§ **INSTRUCTION**: Extract every line of text from the records below, character for character, and leave the pictures out of your answer.

═════ INPUT DATA

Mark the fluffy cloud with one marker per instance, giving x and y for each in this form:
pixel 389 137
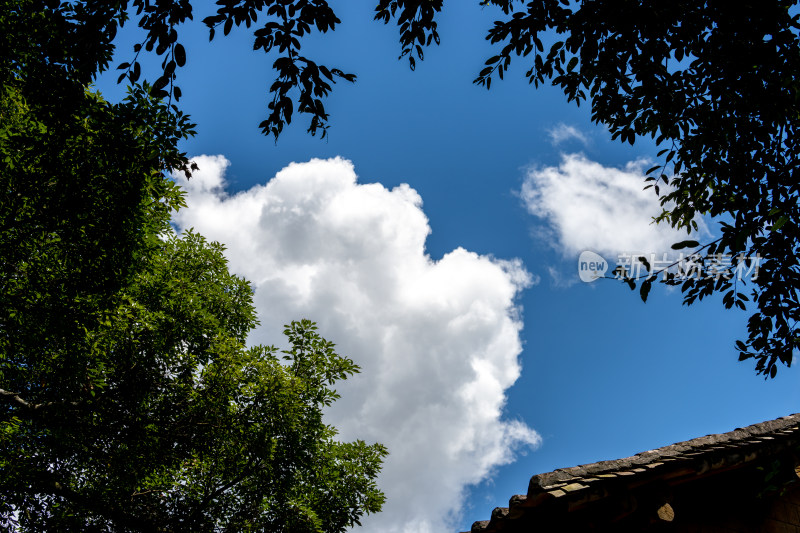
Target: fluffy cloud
pixel 589 206
pixel 438 341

══════════

§ **TASK ANSWER**:
Mark the fluffy cloud with one marker per instance, giving x and y for each in this form:
pixel 389 137
Target: fluffy cloud
pixel 589 206
pixel 438 341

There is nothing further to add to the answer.